Some time ago I found myself in a professional training workshop on the topic of playing. By this time, I had already graduated in psychology and I was looking for theoretical explanations around the importance of play in children and its effects on development. I was surprised when at the beginning of the workshop, the instructor put us in front of a group of toys and asked us to choose one and play for an hour. As I caught myself thinking about how to use those toys it was clear that my connection to the world of childhood got lost along the way as I became an adult.

This interesting experience opened my eyes to how adulthood can dull our imagination and the ability to wonder at the world around us. However, when we embark on our journey as parents, we can recover these more playful and pleasurable moments of amazement and discovery.

Some parents see play time as something strictly childish, neglecting the importance this activity has on a child’s life. According to Bettelheim, an American psychologist (1987), the divide between the worlds of adults and children is a phenomenon of modern society. He states that there used to be a more immediate understanding between adult and child, not only because they played together but mainly because they observed each other and shared an activity that was meaningful to both of them.

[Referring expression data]
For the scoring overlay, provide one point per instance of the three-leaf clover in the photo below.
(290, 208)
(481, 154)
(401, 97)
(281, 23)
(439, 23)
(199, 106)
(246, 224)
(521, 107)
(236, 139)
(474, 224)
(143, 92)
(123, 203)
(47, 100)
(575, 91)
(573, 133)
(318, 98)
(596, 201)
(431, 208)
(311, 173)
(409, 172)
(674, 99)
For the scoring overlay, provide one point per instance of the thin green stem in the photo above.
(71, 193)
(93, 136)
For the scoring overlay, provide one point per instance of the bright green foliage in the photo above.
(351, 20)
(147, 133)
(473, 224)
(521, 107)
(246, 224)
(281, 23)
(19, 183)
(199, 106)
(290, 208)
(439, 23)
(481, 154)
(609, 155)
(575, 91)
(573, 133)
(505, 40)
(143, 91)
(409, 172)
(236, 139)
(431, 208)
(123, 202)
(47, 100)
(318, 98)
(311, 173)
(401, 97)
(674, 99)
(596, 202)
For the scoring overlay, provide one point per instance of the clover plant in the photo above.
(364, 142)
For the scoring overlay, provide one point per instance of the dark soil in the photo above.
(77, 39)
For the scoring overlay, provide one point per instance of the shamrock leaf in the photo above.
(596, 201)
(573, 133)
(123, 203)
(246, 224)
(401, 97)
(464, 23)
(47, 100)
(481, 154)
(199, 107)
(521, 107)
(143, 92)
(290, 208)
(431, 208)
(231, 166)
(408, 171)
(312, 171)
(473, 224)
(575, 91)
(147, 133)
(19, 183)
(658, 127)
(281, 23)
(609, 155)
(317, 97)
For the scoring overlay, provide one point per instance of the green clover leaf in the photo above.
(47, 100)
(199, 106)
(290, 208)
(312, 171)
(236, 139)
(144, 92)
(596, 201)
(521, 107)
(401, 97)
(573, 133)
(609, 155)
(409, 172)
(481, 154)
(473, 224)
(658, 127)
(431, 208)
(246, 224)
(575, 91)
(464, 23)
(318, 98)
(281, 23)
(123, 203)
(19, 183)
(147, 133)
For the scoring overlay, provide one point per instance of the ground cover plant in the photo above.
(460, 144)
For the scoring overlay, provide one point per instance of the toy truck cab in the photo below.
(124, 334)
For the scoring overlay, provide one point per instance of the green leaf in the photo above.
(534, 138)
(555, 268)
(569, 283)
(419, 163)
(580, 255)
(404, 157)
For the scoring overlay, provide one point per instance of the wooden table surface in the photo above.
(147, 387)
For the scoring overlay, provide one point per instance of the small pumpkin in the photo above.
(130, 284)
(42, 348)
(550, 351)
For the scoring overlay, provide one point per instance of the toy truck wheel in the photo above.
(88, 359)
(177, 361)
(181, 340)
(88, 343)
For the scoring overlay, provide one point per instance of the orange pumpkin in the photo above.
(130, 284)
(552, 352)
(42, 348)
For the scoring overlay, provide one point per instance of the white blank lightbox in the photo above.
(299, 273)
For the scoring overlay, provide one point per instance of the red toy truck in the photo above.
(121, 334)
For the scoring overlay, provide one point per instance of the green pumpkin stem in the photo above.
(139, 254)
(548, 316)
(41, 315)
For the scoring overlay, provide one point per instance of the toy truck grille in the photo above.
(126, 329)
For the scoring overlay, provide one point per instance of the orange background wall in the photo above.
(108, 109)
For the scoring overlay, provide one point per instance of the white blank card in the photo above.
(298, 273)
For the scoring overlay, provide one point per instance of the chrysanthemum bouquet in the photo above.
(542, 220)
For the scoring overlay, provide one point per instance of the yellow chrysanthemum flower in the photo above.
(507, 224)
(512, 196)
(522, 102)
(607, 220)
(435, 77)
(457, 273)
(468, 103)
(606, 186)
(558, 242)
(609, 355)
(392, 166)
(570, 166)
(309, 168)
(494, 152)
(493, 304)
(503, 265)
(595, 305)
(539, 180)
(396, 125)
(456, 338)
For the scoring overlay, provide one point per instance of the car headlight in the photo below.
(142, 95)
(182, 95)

## WHAT YOU ARE ASKED TO DO
Reproduce the passage about play word for word, from "Some parents see" up to and including "both of them.".

## THE COMPLETED TASK
Some parents see play time as something strictly childish, neglecting the importance this activity has on a child’s life. According to Bettelheim, an American psychologist (1987), the divide between the worlds of adults and children is a phenomenon of modern society. He states that there used to be a more immediate understanding between adult and child, not only because they played together but mainly because they observed each other and shared an activity that was meaningful to both of them.